What is needed = Select every line of the rows below that contains the word "white", treating uppercase and lowercase as different.

--- START Records supplied ---

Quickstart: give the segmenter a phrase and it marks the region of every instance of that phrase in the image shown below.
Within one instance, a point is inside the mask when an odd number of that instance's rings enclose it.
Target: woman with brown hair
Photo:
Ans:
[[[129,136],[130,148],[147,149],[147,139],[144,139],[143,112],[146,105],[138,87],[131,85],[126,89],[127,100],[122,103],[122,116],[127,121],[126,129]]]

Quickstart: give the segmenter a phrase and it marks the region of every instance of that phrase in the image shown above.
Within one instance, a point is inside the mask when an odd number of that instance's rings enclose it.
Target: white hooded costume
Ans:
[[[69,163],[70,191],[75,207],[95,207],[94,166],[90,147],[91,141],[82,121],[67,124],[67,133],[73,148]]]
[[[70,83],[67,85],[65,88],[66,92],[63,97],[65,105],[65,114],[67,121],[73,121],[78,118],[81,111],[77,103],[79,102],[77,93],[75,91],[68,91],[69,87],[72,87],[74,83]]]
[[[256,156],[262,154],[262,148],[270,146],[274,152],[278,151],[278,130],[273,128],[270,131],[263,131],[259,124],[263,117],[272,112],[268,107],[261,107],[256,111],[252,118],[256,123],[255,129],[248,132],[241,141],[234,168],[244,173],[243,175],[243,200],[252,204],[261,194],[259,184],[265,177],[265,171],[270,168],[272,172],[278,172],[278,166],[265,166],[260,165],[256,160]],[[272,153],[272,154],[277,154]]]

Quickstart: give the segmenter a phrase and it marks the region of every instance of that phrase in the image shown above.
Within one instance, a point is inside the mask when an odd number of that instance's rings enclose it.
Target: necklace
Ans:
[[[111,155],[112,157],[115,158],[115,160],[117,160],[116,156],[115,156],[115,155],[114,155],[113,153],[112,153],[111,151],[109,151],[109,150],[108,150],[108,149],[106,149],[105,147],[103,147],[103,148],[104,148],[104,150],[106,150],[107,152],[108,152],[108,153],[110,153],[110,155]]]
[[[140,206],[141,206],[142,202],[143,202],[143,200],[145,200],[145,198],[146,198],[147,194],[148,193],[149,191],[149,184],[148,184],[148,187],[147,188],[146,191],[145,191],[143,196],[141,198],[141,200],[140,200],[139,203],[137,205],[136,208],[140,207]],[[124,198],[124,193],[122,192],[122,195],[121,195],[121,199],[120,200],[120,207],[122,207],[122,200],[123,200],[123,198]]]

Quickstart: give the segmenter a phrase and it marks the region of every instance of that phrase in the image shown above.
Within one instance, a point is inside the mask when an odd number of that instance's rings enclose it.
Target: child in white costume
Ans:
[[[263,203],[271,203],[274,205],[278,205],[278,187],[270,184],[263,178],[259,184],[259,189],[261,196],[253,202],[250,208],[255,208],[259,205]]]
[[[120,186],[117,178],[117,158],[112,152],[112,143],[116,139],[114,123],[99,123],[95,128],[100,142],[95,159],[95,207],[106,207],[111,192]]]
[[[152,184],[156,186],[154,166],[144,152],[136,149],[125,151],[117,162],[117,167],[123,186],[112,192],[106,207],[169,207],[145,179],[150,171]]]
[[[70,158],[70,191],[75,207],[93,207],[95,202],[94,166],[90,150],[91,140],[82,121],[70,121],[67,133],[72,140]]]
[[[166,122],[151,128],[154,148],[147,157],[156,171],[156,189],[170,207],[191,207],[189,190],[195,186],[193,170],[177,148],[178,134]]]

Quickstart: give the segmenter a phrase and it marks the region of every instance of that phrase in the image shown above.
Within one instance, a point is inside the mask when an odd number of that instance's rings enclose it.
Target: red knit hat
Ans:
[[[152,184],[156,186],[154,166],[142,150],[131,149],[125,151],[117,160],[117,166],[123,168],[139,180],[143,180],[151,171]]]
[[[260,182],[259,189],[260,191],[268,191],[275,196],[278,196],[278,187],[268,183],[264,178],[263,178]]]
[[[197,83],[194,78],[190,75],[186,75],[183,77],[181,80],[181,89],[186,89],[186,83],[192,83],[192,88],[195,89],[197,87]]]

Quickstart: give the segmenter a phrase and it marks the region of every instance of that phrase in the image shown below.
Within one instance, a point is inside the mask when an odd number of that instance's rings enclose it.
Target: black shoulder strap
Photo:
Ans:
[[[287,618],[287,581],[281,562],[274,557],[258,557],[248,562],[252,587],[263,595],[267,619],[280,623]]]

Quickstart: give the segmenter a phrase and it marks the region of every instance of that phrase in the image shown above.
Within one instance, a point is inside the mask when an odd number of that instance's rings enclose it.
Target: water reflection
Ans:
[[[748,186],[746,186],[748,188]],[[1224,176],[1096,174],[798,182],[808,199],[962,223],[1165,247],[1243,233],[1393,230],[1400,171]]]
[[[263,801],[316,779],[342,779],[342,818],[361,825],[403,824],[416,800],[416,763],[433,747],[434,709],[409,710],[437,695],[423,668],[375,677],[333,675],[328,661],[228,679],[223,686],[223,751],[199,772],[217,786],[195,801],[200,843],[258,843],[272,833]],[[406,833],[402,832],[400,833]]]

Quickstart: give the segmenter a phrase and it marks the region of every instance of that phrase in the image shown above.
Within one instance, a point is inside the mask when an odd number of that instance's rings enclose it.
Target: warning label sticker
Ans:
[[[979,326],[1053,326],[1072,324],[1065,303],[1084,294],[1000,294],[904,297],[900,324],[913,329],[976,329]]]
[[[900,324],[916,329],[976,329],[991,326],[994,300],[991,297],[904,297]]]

--- END Records supplied ---

Answer in full =
Target: white hooded costume
Target: child in white costume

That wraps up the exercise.